___ DATA SUPPLIED
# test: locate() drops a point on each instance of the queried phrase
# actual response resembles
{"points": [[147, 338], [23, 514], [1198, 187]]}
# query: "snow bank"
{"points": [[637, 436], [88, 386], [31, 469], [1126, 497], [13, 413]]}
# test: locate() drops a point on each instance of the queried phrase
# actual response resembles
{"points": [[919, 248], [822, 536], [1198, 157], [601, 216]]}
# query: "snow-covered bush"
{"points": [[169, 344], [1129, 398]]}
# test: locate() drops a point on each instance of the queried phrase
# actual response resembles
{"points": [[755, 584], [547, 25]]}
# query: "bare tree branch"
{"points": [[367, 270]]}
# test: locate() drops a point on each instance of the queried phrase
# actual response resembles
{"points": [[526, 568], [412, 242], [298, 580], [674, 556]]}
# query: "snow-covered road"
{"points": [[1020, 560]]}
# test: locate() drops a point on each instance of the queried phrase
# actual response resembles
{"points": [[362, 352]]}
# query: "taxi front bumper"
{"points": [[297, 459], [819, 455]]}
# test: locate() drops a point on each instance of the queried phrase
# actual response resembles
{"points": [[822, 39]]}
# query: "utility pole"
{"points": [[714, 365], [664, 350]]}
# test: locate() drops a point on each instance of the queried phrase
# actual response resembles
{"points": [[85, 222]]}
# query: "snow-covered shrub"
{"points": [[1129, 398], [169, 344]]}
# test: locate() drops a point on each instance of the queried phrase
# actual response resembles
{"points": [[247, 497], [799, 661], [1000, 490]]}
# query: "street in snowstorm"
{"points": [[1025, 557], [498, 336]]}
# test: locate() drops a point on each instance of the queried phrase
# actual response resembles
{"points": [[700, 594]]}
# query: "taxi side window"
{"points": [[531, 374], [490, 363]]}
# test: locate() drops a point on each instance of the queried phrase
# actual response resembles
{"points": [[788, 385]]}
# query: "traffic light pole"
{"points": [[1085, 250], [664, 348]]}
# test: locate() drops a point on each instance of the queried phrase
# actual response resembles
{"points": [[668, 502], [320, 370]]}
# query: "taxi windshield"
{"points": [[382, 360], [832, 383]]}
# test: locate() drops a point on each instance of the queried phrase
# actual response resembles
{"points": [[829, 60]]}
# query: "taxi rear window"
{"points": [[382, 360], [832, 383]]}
______
List every line in the entries that contains the string "covered", matching case exactly.

(EXERCISE ANSWER)
# query: "snow-covered bush"
# query: "snow-covered road"
# query: "snow-covered shrub"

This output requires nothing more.